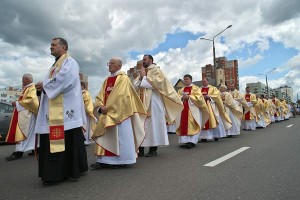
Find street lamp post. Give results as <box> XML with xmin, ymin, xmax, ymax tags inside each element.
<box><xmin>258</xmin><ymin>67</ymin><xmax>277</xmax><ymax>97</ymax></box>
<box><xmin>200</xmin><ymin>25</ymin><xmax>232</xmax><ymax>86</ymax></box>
--
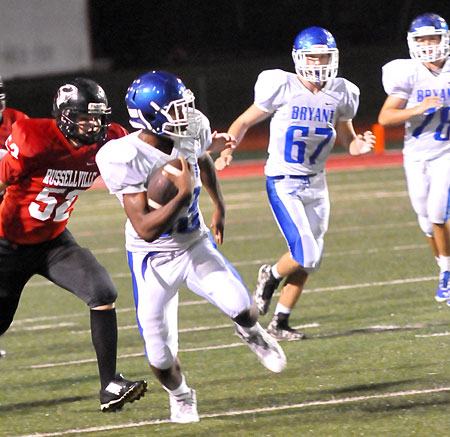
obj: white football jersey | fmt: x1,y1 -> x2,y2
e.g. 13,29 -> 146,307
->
---
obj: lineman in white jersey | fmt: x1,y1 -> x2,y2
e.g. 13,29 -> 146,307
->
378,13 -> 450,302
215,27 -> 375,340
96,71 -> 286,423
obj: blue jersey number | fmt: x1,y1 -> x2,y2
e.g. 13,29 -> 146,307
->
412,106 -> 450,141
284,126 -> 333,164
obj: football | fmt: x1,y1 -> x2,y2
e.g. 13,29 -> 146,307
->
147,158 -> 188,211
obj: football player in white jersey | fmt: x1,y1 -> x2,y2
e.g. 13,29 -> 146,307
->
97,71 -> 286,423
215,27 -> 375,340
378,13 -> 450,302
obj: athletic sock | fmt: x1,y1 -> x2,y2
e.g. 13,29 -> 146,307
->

• _THE TASK_: Tally the lines in the records above that contain the string "white", matching case exactly. Reply with the number only.

• _OUTPUT FOR THIS EXERCISE_: 3